* **Selected extract**:
▬▬▬▬▬▬▬▬▬▬

Hardcore supergroup featuring Faith No More singer, ex-Slayer drummer also premieres wild new song “Grave Slave”.

Dead Cross’ self-titled debut won’t come out for another three months, but frontman Mike Patton is already cracking up about recording a gristly hardcore-punk LP at his age. “Let’s be honest, being in a band like this at almost 50 years old is a little comical,” he says. “I’m not some young tough guy trying to prove a point anymore. For me to make a record like this, it’s entirely a musical adventure. I just think it’s fun, and it makes me smile and laugh a lot.” And on cue, he laughs.

Judging from the spasmodic vocal acrobatics he pulls off on the record, which is due out August 4th, it certainly sounds like he’s having fun. Easily the snottiest record the Faith No More and Mr. Bungle frontman has made in years, Dead Cross contains 10 charging, head-spinning ragers, like the sub-two-minute “Grave Slave” premiering here, that whirr by in just 28 minutes. The group – which includes former Slayer drummer Dave Lombardo, Retox/Locust bassist Justin Pearson and Retox guitarist Michael Crain – originally sounded a bit like acronym-punks D.R.I. and M.D.C. when they recorded the album last year with aggro-rock producer Ross Robinson (Korn, Slipknot). But the recent addition of Patton as their vocalist gives their music a certain mania. It’s a union that almost didn’t happen, because Lombardo, who worked with Patton in Fantômas, didn’t think he’d be into it.

When the band’s original frontman, Retox and Locust member Gabe Serbian, quit last year to spend more time with his daughter (according to Lombardo) the drummer entertained drafting a couple of other singers. But one name kept popping up. “My assistant said, ‘Dave, why don’t you just call your friend, Patton?'” he recalls. “I said, ‘No, he’s busy with Faith No More, and he’s doing film work.’ I just didn’t think of it. But after she was persistent three or four times, I asked him if he’d do it over text, and he said, ‘Absolutely. I would love to work on this.’ It blew me away. This guy is one of the top 10 vocalists in the world.”

The way Patton remembers it, he’d reached out to Lombardo asking to issue Dead Cross’ debut on his Ipecac label but didn’t hear anything back until he got the drummer’s text. “My jaw dropped,” he says. “I was like, ‘Who, me? Hmm …’ And I think it took like all of 30 seconds, but in a sarcastic way, I’m like, ‘Yeah, of course. I can do this. Are you sure you want me?’ So I kind of second-guessed him a little bit. And he said, ‘Man, you’d be our dream vocalist.’ And then it was just a matter of logistics. I decided to record it here in my basement, which is fitting. It shouldn’t sound too polished.”

From the time the band turned its recordings over to Patton until he sent them some scratch vocals (Patton demonstrates his gibberish vocals by flapping his lips à la Looney Tunes), they had no idea how he would approach their music. They didn’t even ask for it to sound a certain way. “It was a total surprise,” Lombardo says. “At two in the morning, he’d email a song, and we’d listen to it and be floored. It’s Patton singing hardcore. He’s dabbled in it, but not in this capacity. I don’t know what the hardcore community is going to do with all this information.”

▬▬▬▬▬▬▬▬▬▬

* **Provided data**:
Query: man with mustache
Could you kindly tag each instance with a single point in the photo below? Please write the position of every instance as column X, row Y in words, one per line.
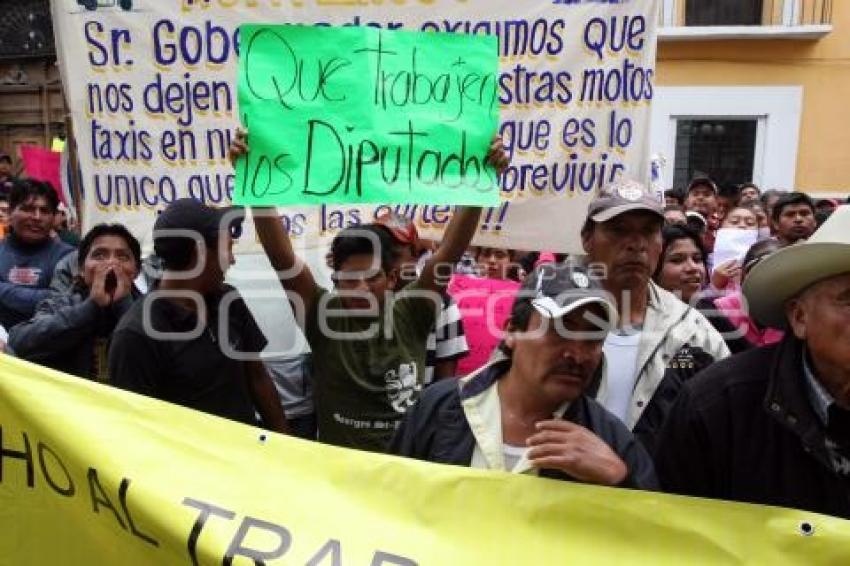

▬▬▬▬▬▬▬▬▬▬

* **What is needed**: Write the next part of the Dead Cross article, beginning right after its final sentence.

* **Answer for this exercise**:
“To me, it is a traditional hardcore record,” Patton says. “It is very pointed, direct and visceral. Like, I wasn’t going to play keyboards, add samples or any kind of orchestration. It was like, ‘Yo, just go for it.’ In some ways, it reminded me of stuff that we had collectively all grown up with and loved when we were like teenagers – bands like the Accüsed, Deep Wound or Siege, stuff that was just brutal, uncompromising and right to the point. I was listening to all those bands again before this came to be, so it was already back infused in my blood. And now I got a chance to do a pencil-in-your-eye record.”

That said, he made no qualms about departing from hardcore by adding layers of operatic background vocals and stereo voice effects throughout the record. “Can’t avoid that,” he says with a laugh. “That surprised them too. I was like, ‘Dudes, that’s just the way I’m hearing it.'”

“The harmonies are what gets me,” Lombardo says. “He has such a great ear. They add so much depth to a vicious album.”

“I did it to create these paths and different textures and give it more depth in certain parts,” Patton says. “Not the whole time, because it’s still got to go for the throat.”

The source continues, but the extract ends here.